■ **Information provided**:
########################################

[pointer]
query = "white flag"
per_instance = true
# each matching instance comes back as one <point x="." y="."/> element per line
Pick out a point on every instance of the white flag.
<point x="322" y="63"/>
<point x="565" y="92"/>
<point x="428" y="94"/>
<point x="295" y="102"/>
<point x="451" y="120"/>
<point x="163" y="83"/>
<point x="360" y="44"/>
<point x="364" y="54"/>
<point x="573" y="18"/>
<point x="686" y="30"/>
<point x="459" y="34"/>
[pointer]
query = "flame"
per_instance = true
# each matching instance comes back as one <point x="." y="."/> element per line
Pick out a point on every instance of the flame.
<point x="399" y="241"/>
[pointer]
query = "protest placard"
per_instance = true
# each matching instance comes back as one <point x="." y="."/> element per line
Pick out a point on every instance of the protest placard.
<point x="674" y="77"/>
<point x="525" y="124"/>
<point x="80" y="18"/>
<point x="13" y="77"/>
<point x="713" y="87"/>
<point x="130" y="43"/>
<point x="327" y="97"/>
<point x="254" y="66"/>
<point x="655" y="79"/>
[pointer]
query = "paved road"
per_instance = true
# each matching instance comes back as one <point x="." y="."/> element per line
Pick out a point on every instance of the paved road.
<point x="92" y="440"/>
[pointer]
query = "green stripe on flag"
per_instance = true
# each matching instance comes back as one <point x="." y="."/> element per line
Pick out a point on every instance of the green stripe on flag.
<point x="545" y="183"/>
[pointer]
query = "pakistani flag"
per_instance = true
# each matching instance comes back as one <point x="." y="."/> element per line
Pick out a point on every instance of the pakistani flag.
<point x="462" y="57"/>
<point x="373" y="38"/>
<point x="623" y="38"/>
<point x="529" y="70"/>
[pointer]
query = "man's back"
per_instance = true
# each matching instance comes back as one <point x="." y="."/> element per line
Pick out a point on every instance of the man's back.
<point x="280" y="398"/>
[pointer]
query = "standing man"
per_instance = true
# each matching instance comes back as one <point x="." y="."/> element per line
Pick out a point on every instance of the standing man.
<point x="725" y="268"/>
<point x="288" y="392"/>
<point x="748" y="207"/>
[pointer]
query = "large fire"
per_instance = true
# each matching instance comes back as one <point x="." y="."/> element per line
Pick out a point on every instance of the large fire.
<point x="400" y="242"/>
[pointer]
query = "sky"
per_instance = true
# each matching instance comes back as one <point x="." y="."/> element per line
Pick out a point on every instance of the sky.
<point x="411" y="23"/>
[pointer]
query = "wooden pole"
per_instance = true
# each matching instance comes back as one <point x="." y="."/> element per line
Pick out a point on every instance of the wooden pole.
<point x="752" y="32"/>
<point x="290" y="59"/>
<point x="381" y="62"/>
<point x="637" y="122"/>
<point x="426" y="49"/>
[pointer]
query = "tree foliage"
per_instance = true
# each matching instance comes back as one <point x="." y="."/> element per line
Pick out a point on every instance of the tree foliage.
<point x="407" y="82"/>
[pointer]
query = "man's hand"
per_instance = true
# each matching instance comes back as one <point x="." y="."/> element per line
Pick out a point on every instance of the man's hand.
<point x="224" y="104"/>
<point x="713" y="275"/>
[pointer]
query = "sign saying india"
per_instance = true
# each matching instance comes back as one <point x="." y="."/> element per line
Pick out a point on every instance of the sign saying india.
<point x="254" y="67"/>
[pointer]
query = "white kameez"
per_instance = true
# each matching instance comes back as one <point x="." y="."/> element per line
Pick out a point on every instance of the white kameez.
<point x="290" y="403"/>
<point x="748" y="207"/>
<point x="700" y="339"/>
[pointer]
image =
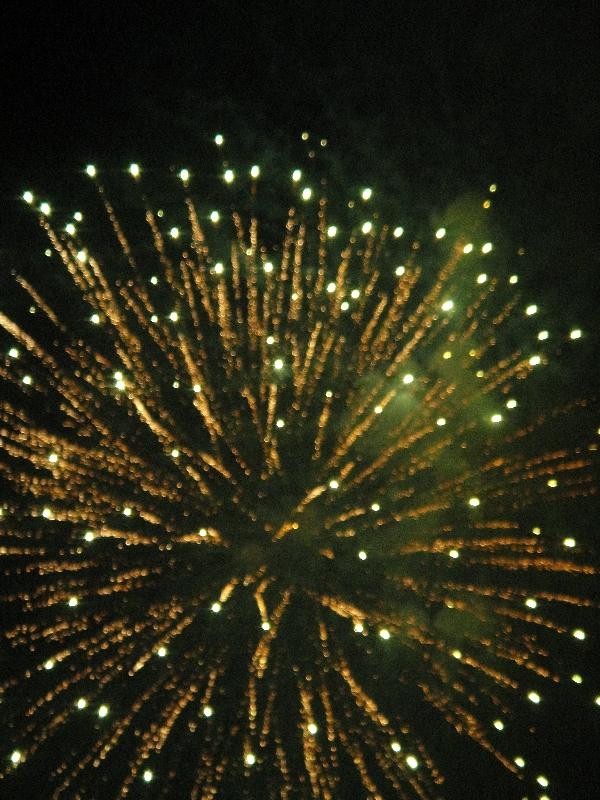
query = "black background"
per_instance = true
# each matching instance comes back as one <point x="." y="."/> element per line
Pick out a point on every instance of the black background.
<point x="448" y="97"/>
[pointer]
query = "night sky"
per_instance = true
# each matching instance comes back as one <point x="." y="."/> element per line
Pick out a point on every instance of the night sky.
<point x="431" y="100"/>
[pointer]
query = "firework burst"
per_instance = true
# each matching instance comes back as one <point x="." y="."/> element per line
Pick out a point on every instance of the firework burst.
<point x="273" y="507"/>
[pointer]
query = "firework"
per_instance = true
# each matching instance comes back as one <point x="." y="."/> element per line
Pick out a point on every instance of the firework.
<point x="273" y="505"/>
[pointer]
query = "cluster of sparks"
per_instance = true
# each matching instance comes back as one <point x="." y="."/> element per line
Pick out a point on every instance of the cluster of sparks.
<point x="254" y="487"/>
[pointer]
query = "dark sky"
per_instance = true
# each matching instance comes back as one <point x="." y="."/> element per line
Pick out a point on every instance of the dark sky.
<point x="452" y="95"/>
<point x="448" y="95"/>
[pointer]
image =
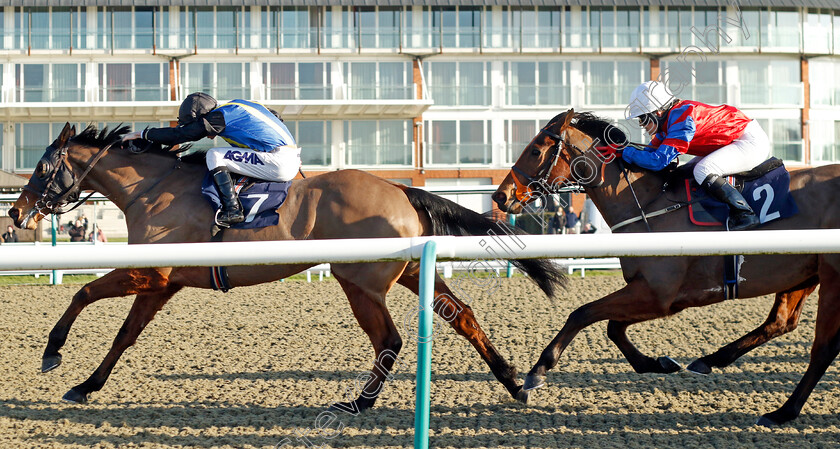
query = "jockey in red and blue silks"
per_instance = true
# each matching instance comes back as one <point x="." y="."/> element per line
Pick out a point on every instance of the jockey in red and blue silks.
<point x="266" y="149"/>
<point x="722" y="137"/>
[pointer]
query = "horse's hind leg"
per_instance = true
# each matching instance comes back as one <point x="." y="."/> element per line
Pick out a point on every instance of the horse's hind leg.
<point x="145" y="306"/>
<point x="368" y="304"/>
<point x="461" y="318"/>
<point x="783" y="318"/>
<point x="120" y="282"/>
<point x="826" y="342"/>
<point x="641" y="363"/>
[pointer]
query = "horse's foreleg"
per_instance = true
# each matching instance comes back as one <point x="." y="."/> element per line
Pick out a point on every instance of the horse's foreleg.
<point x="120" y="282"/>
<point x="145" y="306"/>
<point x="641" y="363"/>
<point x="372" y="315"/>
<point x="633" y="303"/>
<point x="826" y="343"/>
<point x="462" y="320"/>
<point x="783" y="318"/>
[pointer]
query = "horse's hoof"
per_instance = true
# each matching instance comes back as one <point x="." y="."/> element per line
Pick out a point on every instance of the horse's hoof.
<point x="74" y="397"/>
<point x="49" y="363"/>
<point x="766" y="422"/>
<point x="699" y="367"/>
<point x="533" y="381"/>
<point x="669" y="365"/>
<point x="522" y="395"/>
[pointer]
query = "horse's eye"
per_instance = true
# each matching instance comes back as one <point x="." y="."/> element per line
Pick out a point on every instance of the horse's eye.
<point x="43" y="169"/>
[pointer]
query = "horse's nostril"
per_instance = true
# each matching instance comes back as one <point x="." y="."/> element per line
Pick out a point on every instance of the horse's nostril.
<point x="499" y="197"/>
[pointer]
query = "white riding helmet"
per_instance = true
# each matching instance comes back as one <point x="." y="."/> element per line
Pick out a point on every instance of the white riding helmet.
<point x="649" y="97"/>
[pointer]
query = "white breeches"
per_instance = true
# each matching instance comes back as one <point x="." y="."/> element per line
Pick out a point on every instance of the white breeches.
<point x="280" y="164"/>
<point x="744" y="153"/>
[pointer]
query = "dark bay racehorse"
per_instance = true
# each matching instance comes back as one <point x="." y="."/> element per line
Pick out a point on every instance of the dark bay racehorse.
<point x="161" y="202"/>
<point x="565" y="151"/>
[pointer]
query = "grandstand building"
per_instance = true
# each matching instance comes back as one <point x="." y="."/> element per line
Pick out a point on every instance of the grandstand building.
<point x="426" y="93"/>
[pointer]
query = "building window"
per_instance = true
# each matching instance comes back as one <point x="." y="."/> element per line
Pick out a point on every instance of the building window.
<point x="703" y="81"/>
<point x="612" y="82"/>
<point x="459" y="83"/>
<point x="817" y="28"/>
<point x="313" y="137"/>
<point x="50" y="82"/>
<point x="454" y="142"/>
<point x="824" y="87"/>
<point x="538" y="83"/>
<point x="780" y="28"/>
<point x="298" y="80"/>
<point x="223" y="80"/>
<point x="785" y="138"/>
<point x="825" y="141"/>
<point x="378" y="26"/>
<point x="378" y="142"/>
<point x="379" y="81"/>
<point x="518" y="134"/>
<point x="134" y="82"/>
<point x="454" y="27"/>
<point x="765" y="82"/>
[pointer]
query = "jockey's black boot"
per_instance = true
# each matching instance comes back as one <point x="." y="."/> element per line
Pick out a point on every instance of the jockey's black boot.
<point x="231" y="212"/>
<point x="741" y="215"/>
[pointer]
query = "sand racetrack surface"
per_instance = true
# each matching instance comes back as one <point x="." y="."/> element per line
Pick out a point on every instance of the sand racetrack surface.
<point x="259" y="364"/>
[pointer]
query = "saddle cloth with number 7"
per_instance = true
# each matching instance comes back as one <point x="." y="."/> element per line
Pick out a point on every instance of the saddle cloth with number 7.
<point x="766" y="189"/>
<point x="260" y="200"/>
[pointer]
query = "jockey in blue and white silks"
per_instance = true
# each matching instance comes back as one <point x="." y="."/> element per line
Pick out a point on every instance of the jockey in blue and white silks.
<point x="263" y="146"/>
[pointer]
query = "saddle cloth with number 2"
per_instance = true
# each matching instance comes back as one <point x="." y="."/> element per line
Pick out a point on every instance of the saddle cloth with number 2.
<point x="768" y="194"/>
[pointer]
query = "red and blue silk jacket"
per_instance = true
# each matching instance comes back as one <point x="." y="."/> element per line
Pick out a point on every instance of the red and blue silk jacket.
<point x="691" y="128"/>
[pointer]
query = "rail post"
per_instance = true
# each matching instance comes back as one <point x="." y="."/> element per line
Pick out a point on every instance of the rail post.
<point x="424" y="346"/>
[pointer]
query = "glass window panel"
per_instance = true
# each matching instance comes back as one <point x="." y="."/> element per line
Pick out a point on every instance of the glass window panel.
<point x="443" y="144"/>
<point x="226" y="27"/>
<point x="144" y="27"/>
<point x="32" y="141"/>
<point x="393" y="148"/>
<point x="392" y="81"/>
<point x="65" y="83"/>
<point x="148" y="82"/>
<point x="282" y="81"/>
<point x="361" y="144"/>
<point x="363" y="80"/>
<point x="472" y="149"/>
<point x="40" y="28"/>
<point x="35" y="86"/>
<point x="231" y="84"/>
<point x="313" y="140"/>
<point x="122" y="27"/>
<point x="118" y="82"/>
<point x="472" y="88"/>
<point x="442" y="83"/>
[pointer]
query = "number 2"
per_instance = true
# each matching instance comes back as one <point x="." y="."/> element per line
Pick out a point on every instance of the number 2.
<point x="763" y="217"/>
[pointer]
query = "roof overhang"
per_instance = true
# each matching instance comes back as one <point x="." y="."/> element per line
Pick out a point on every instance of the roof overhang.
<point x="164" y="111"/>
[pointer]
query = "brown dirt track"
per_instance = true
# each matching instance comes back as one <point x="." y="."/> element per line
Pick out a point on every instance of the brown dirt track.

########################################

Return every line of the records that contains the string "hand", treating uppercase and lowercase as different.

query = "man's hand"
Pick out a point on every instance of the man's hand.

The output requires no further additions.